══ Supplied passage ══

Trending conservative, Poland considers tighter abortion laws
(The Christian Science Monitor) At first glance, Poland’s heated debate over a proposed total ban on abortion may seem familiar. A religiously driven proposal to end the practice draws abortion rights activists to the streets to protest.
But the emergence of the fight, which is relatively new for Poles, obscures complicated and evolving views. Despite church attendance being down, as it is in much of the West, Poles have become more conservative on the issue over the last generation.
Poland already has some of the strictest rules on abortion in Europe. It is allowed only if a fetus has certain medical or genetic conditions, a mother’s life is threatened, or in cases of rape or incest. And while the majority of Poles support the laws as they stand, often overwhelmingly, that support has been eaten away over the past two decades.
A recent poll by the Polish firm CBOS revealed that for all three cases in which abortion is allowed, support has dropped since 1992, falling to 53 percent from 71 percent two decades ago in cases in which the fetus has a medical or genetic condition. Support for abortion if a mother’s life is threatened went from 88 to 80 percent, and in cases of rape or incest, from 80 to 73 percent.
Michał Łuczewski, a sociologist at the University of Warsaw and the Centre for Thought of John Paul II, said the attitudes reflect the ways laws shape culture, in this case a stricter law on abortion after the fall of communism.
“Polish law says that abortion is illegal and a crime,” he said.

═══

[Exercises to complete]
A – In the article on Poland's abortion debate, how does the University of Warsaw sociologist account for Poles' changing attitudes on abortion? Answer in one to three sentences.
B – Continue the article on Poland's abortion debate after its final quotation.

══ Dataset records ══

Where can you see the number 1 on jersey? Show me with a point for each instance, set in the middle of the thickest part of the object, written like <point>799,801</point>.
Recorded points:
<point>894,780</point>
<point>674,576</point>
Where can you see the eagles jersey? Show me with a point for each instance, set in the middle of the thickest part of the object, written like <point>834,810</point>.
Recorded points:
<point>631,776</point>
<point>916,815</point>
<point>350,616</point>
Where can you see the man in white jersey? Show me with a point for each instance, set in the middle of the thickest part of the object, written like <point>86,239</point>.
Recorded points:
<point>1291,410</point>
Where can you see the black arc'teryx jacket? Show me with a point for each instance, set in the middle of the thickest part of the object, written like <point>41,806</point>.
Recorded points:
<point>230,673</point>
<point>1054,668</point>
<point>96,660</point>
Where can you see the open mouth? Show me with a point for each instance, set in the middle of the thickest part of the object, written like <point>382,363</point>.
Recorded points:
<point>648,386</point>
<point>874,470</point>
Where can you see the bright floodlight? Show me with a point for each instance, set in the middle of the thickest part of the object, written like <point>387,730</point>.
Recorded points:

═══
══ Dataset records ══

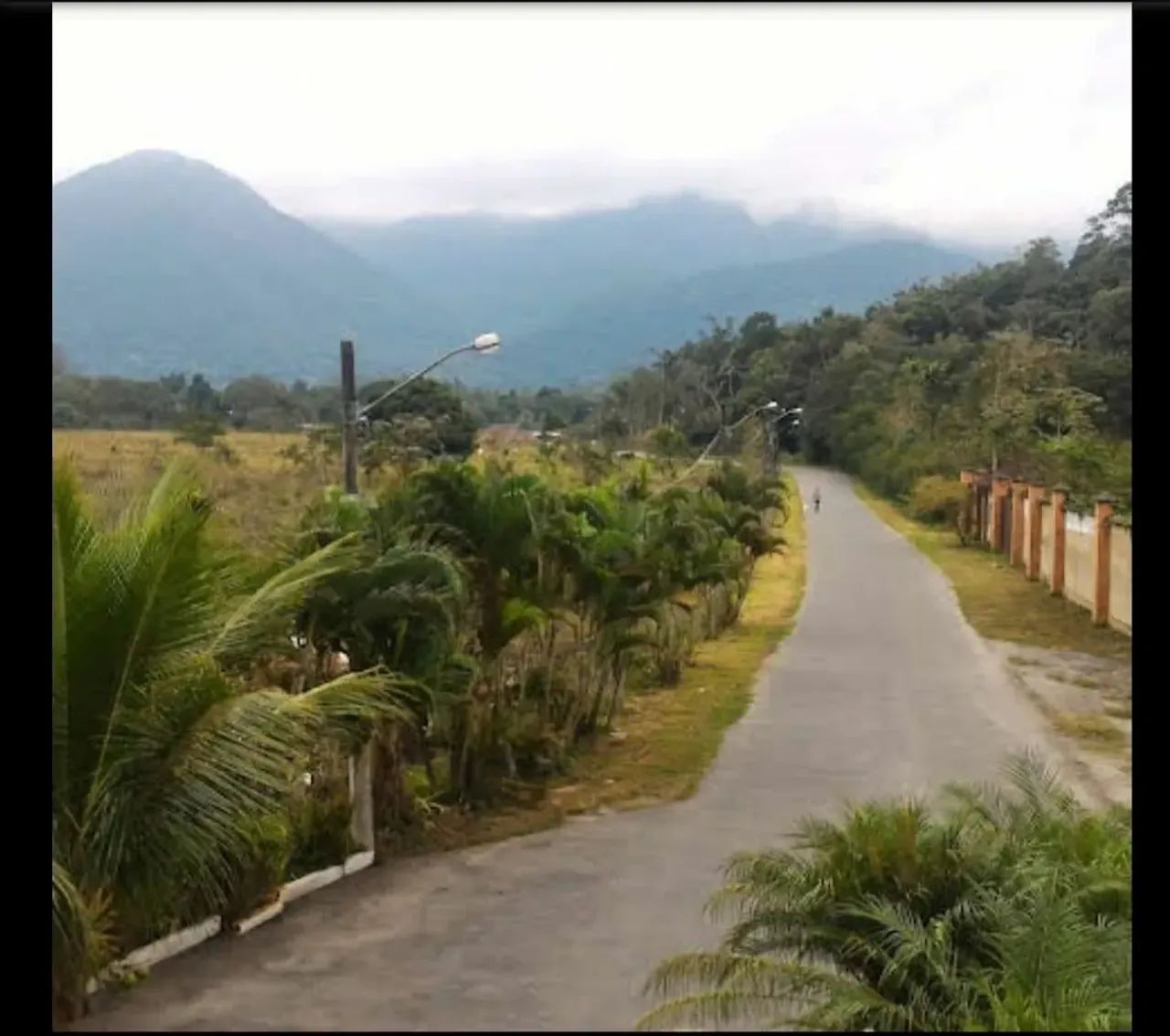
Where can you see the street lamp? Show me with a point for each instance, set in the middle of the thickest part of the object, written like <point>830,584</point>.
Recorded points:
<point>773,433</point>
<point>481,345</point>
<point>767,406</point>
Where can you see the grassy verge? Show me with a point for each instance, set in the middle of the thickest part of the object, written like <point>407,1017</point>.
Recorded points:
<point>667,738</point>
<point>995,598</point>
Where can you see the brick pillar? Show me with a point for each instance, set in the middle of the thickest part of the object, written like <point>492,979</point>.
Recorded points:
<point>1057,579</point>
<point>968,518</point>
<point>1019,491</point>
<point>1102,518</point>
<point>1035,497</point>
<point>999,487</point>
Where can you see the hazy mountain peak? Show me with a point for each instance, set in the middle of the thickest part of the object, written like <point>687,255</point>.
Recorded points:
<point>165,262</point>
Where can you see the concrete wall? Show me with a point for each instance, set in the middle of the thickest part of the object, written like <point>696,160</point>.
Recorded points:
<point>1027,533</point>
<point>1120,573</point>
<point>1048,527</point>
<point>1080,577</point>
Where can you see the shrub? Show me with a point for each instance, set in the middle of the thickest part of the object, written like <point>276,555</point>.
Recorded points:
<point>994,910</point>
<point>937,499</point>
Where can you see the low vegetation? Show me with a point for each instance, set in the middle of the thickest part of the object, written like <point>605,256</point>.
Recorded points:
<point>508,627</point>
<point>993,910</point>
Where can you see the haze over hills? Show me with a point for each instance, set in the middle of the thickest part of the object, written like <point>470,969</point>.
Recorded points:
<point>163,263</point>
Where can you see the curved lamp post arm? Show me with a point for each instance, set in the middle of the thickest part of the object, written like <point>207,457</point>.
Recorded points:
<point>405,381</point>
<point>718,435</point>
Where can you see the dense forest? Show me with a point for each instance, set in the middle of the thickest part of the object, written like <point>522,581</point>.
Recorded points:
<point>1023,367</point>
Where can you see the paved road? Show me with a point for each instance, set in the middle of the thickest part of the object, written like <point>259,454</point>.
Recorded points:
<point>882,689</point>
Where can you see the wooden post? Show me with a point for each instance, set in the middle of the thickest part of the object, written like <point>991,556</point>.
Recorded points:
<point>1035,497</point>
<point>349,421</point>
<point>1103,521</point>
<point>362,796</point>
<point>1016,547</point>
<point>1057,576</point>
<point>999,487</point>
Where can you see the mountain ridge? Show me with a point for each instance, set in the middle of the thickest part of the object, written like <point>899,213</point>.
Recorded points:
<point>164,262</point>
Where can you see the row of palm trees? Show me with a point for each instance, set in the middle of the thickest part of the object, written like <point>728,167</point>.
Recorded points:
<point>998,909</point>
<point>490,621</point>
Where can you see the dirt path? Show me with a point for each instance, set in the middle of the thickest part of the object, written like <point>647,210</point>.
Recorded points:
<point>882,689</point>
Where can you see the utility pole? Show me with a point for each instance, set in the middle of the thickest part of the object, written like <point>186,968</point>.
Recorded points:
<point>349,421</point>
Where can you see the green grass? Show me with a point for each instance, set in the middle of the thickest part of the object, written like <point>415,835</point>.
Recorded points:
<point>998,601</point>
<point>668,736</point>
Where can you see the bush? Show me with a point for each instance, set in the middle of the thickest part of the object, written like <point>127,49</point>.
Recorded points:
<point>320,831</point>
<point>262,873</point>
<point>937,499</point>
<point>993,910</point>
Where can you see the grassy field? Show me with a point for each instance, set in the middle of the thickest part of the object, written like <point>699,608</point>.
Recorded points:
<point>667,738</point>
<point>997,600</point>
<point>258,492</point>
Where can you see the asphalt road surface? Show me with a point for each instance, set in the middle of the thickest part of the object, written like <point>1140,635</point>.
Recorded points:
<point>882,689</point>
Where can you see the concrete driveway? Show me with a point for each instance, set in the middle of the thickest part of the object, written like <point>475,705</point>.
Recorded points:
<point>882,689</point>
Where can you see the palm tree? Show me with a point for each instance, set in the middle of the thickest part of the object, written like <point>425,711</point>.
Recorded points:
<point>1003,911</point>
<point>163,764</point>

═══

[List of answers]
A – Michał Łuczewski says the attitudes reflect the way laws shape culture. In Poland's case, that law was the stricter abortion law adopted after the fall of communism.

B –
During Poland’s communist era, up to half a million abortions were performed every year. That compares to 1,812 in 2014, according to the latest official figures, although activists say tens of thousands are obtained on the black market or in neighboring countries. While abortion was legal under a 1956 law only when a woman’s life was in danger, because of rape, or because of difficult life conditions, in practice doctors performed abortion on demand.
After communism fell—with the Roman Catholic Church playing a leading role in Poland’s transition to democracy—a political fight for more restrictions emerged. In 1993 a bill was voted in—the one still standing—denying women the opportunity to have an abortion for social or economic reasons.
Some attribute the drop in acceptance to the success of the pro-life camp, borrowing tactics from those in the United States that rely on graphic imagery. Mirosława Grabowska, a sociologist from CBOS Institute, attributed the polling results to legal awareness, church influence, and the use of ultrasound.
But views on abortion may be part of a growing conservatism in Polish society, which helped usher the ultraconservative Law and Justice (PiS) party to power in October elections.
Marcin Król, a philosopher and historian of ideas at the University of Warsaw, said he sees conservatism growing especially among young people who have grown up with pro-European Union leaders.
“Among young people, conservatism is a form of resistance,” he said. “Since 1989, the establishment in Poland was more or less liberal, so the revolt against it can’t be liberal, too.”
Catholic bishops recently issued a public statement calling for a total ban on abortion. A pro-life group has been attempting to gather 100,000 signatures to force the issue onto the legislative agenda. It comes as PiS has moved to withdraw state support for in vitro fertilization and make it harder for women to get access to morning-after pills.
Jarosław Kaczynski, PiS leader, said that, as a Catholic, he supported the bishops’ statement on abortion and that the parliament, where PiS has a majority, would likely feel the same way.
The government has since retreated from outright support, saying it will require more careful consideration, but the issue has exposed deep divides in society. PiS’s leadership has provoked a series of protests over concerns that it is backsliding on democracy and forcing its traditional values on society.
While 90 percent of Poles call themselves Catholic, when the bishops’ statement was read in churches, some Poles walked out. Pro-choice groups held rallies in big cities across the country in April.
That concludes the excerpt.